_Data shown_
[start]

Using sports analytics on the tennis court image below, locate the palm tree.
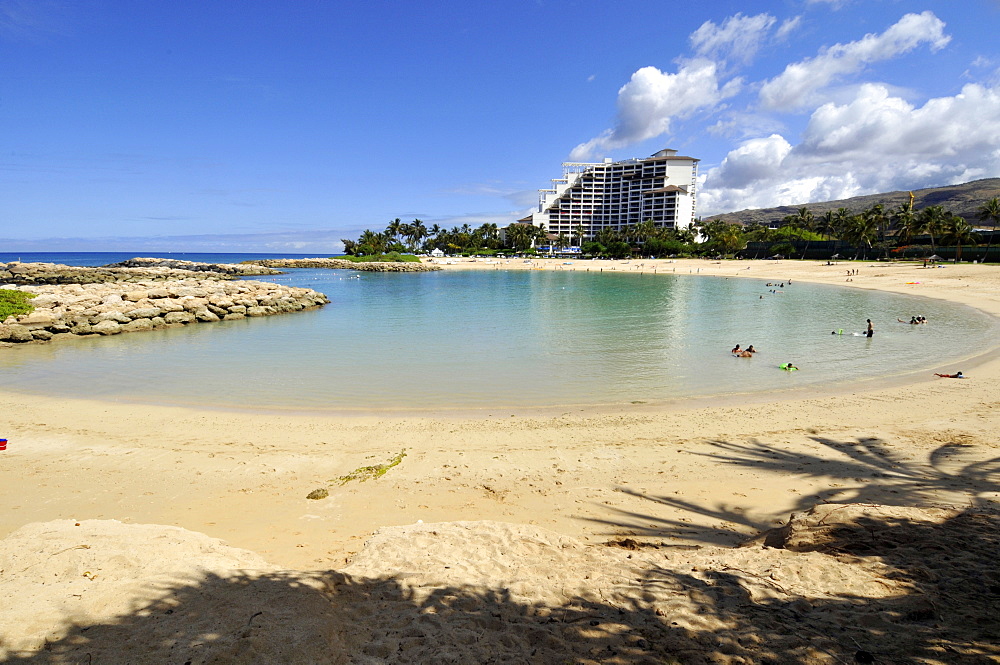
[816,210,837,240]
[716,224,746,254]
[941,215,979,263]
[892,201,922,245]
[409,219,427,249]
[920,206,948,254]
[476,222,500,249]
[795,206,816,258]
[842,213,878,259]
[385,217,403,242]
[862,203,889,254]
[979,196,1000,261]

[end]
[start]

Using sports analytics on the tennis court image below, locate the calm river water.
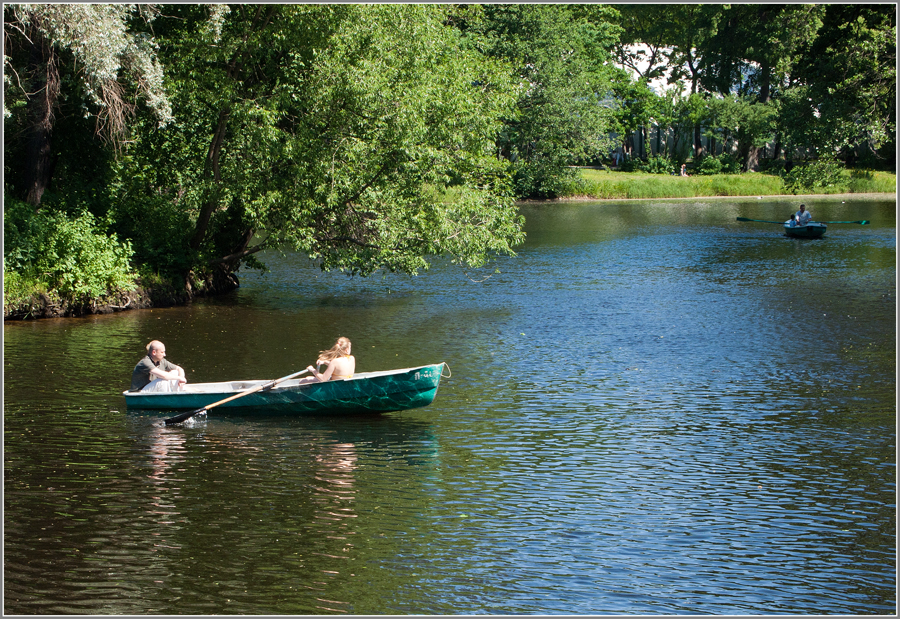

[end]

_Instructions to follow_
Echo back the lines from the line with "the palm tree." to the line with "[979,196,1000,261]", both included, without changing anything, and leave the pictures out.

_Output for this exercise_
Using sports analytics on the tennis court image below, locate the palm tree.
[816,210,837,240]
[716,224,746,254]
[941,215,979,263]
[892,201,922,245]
[409,219,427,249]
[920,206,948,254]
[476,222,500,249]
[795,206,816,258]
[842,213,878,259]
[385,217,403,242]
[862,203,889,254]
[979,196,1000,261]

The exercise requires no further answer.